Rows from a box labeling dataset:
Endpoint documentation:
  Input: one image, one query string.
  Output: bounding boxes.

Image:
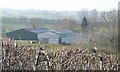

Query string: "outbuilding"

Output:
[6,28,49,42]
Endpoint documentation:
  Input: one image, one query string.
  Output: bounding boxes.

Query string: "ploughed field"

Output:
[1,41,118,70]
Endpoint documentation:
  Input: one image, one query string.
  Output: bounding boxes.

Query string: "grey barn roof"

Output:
[25,28,49,34]
[50,30,74,35]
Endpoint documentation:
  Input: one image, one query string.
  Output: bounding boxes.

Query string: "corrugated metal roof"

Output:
[50,30,73,34]
[25,28,49,34]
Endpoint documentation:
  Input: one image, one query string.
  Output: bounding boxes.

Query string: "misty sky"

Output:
[0,0,119,11]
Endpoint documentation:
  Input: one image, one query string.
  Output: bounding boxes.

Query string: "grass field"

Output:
[2,23,52,32]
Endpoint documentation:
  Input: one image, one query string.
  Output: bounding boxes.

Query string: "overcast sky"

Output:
[0,0,119,11]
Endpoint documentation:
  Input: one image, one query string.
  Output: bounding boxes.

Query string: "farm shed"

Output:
[6,28,49,42]
[49,30,75,44]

= Written exercise =
Rewrite every line of the rows above, requests included, adding 43 to each coordinate in the bounding boxes. Omit the pictures from your answer.

= Reply =
Endpoint documentation:
  Input: one image, one query string.
  Output: bounding boxes.

Image:

Query string: "outbuilding"

Output:
[49,71,92,85]
Endpoint documentation:
  Input: one image, one query string.
  Output: bounding boxes.

Query string: "ploughed field"

Output:
[44,84,161,113]
Endpoint documentation:
  Input: one image, one query string.
  Output: bounding boxes.

Query string: "grey barn roof"

Output:
[68,71,92,77]
[93,73,117,78]
Endpoint documentation:
  Input: one image, one query string.
  Output: bounding boxes.

Query string: "corrugated metal roof"

Output:
[93,73,116,77]
[68,71,92,77]
Endpoint documentation:
  Input: one image, one query string.
  Output: bounding boxes.

Query string: "misty sky"

Output:
[43,43,162,54]
Endpoint documentation:
  Input: one image, one query string.
  Output: bounding boxes.

Query string: "grass field"

Output:
[45,66,95,75]
Endpoint documentation:
  Input: one image, one query string.
  Output: bounding boxes.

Query string: "overcast sky"

Output:
[43,43,162,54]
Endpoint documentation:
  Input: one image, one query string.
  Output: bounding boxes.

Query string: "farm shed"

Output:
[49,71,92,85]
[92,73,118,87]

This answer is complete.